You will probably be aware that there’s not much to blog about as there has been no building work. Actually that is not quite true as we have had some major structural repair. The LGB has had his hip replacement. That’s pretty major. Strange isn't it how building or more precisely property blurb can also describe those of us in our dotage. In need of structural repair – I’ve just covered that one with the LGB. Would benefit from modernising – we all get stuck in a rut and could do with a little help. Would be enhanced by an extension – yes, I’d certainly be enhanced with a 38FF extension; I don’t suppose the LGB would complain either. Lovingly restored - has a sugar Daddy to pay for all the cosmetic surgery. You get my drift.
Whilst the LGB was undergoing structural repair I stayed with him in the hospital the first night. Twenty eight euros for bed breakfast and an evening meal seemed too good a bargain to turn down, especially in a city and a private hospital to boot. Not so! In true French fashion the veggie meal was a no show. I was offered the same cordon bleu as the LGB. Don’t get me wrong but last time I looked a cordon bleu thingy contained something representing (or imitating) chicken. Just the vegetables for me then. The LGB said it was more cordon blah than cordon bleu!
Breakfast didn’t arrive either; this deal was looking less and less attractive. They bustled about and returned with two teeny eeny weeny intsy tinsy winsy packets of melba toast, one pat of butter and one square plastic pot of jam. Yummy, that really filled me up for the day!
|No really, I can't eat all of that.|
Then the onslaught. Half a leg, one buttock and a bikini line shaved. Him not me. Boy, oh boy, there is going to be some scratching and itching there. Nurses came and went. Blood pressure taken, blood samples taken, urine samples taken, temperature taken. The anaesthetist practised his English declaring, “All zee women luuuurve a man wiz a French accent, non?” The nurse raised her perfectly plucked eyebrows skywards. The operating surgeon walked in, looked at the LGB said “Okay?” the LGB nodded, the surgeon said “marvellous” to guffaws of laughter from his medical staff audience and exited curtain left.
Later that night we popped downstairs for a coffee and breath of fresh air. Outside the front doors we read a sign stating what the visiting times were and outside these hours the doors would be locked. We had chosen ‘outside these hours’ to go out for a breath of fresh air. So there we were, locked out of the hospital. A little, tiny hint BEFORE we exited the building would have been so much more useful. So with me wearing the LGB’s pyjama bottoms and slippers we followed the terribly useful instructions on the door and walked along the main road and around the back of the building, pressed a buzzer and explained our predicament. That was just the first night.
I was categorically forbidden to take a picture of the LGB pre op in his natty paper knickers and matching mop hat with coordinating slippers!
When the LGB was being kept awake by the thunderous snoring of the patient in the next room the nurse stuffed some tissue in his ears. He found the screams of another patient in an unknown room a little disconcerting and the banging and clattering and loud voices night and day was enough to wake the dead. During the day there were building works outside, which made the LGB feel a little more at home but was not conducive to a peaceful recovery. Needless to say I was instructed to purchase earplugs.

Input data
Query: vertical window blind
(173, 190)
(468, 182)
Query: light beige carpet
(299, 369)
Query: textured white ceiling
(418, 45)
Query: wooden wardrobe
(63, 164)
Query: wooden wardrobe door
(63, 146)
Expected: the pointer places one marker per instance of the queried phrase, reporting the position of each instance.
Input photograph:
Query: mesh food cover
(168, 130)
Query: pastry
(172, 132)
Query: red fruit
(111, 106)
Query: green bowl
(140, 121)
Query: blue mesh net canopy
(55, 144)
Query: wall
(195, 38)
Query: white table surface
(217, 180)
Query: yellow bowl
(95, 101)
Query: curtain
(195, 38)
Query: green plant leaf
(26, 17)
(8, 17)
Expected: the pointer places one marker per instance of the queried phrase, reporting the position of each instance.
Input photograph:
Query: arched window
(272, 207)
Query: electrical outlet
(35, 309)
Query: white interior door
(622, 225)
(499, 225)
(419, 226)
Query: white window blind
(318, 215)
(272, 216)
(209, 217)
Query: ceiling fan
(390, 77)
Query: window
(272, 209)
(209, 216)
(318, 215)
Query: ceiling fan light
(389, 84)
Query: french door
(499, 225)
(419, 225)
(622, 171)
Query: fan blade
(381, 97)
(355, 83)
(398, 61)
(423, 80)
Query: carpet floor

Task goal
Set down everything in the hip replacement blog post above from "Later that night" down to "just the first night.", word for word.

Answer to this exercise
Later that night we popped downstairs for a coffee and breath of fresh air. Outside the front doors we read a sign stating what the visiting times were and outside these hours the doors would be locked. We had chosen ‘outside these hours’ to go out for a breath of fresh air. So there we were, locked out of the hospital. A little, tiny hint BEFORE we exited the building would have been so much more useful. So with me wearing the LGB’s pyjama bottoms and slippers we followed the terribly useful instructions on the door and walked along the main road and around the back of the building, pressed a buzzer and explained our predicament. That was just the first night.